# WORK INSTRUCTIONS
Even if a line seems odd, print it as it is, and include every record.

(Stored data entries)
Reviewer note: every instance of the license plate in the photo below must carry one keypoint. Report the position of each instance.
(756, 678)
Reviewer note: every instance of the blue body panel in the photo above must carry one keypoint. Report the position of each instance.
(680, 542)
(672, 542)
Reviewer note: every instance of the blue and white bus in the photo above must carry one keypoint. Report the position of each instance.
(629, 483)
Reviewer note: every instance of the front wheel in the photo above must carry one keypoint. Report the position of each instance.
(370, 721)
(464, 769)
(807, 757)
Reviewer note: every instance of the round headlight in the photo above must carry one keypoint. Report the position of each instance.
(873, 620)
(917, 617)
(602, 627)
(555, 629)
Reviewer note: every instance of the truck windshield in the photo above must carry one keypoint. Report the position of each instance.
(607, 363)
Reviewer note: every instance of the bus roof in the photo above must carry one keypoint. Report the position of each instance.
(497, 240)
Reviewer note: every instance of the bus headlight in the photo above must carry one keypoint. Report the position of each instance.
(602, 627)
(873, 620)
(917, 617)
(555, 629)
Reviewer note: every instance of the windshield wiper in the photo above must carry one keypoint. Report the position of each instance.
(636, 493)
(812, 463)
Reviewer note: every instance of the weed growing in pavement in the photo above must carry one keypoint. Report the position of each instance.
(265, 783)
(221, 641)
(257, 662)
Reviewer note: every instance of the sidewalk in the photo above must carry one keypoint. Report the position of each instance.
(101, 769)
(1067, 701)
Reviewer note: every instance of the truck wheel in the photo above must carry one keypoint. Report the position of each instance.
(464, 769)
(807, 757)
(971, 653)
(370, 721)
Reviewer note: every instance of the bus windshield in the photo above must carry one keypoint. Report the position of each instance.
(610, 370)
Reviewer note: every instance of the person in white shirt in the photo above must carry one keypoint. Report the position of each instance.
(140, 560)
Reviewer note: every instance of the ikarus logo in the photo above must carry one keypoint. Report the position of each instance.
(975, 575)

# ANSWER TO THE EXERCISE
Reviewer note: every instance of the license plate in the photo below must carry one keypoint. Report the position of each instance.
(756, 678)
Reviewer note: every instance of the blue body panel in the photo above must carry one keypoint. Report the position of each instance.
(680, 542)
(672, 542)
Reviewer note: every instance of the blue and white bus in the photo above must carry one keypoint. Report the position of each instance.
(629, 483)
Reviewer note: every instance of the front wheel in the photo above must carry one keypoint. Report the position of each instance.
(370, 721)
(464, 769)
(807, 757)
Reviewer note: every instance of the round headlight in the photo above must carry one keypoint. Report the position of each instance.
(873, 620)
(917, 617)
(602, 627)
(555, 629)
Reviewer note: every instance of the truck windshield in the photo above must carry one keypoint. Report the position of each instance.
(607, 363)
Reviewer note: every instance of the bus roof in the photo above must carry one keypoint. Report the position of each instance.
(497, 240)
Reviewer note: every instance of the bus headlight in the photo above must carry one keypoint. Report the position of each instance.
(602, 627)
(873, 620)
(917, 617)
(555, 629)
Reviewer note: every instance of the windshield wiper in the photo above must carry one keypoint. Report the position of each instance.
(636, 493)
(812, 463)
Reviewer note: every instance of the weed growing in pavement in the photo above must carry one keypoint. Report the position of each instance.
(265, 783)
(221, 641)
(257, 662)
Reviewer note: every instance of the sidewalk in the photo above must carry one keypoint. Report the position of each instance.
(101, 769)
(1067, 701)
Reviewer note: every instance of the truck wheel in the photo above must carry one keypoint. Report the position of each instance.
(464, 769)
(807, 757)
(971, 653)
(370, 721)
Reviewer note: every instance of the bus windshield in the photo above must carry one keypoint. Report the position of each instance.
(610, 370)
Reviewer note: every instance of the person in white shirt in the photo above must carry one keypoint. Report the position of each instance.
(140, 560)
Reviewer note: every instance of the ikarus logo in the photo above must carry one keypoint. Report the position of each instance.
(975, 575)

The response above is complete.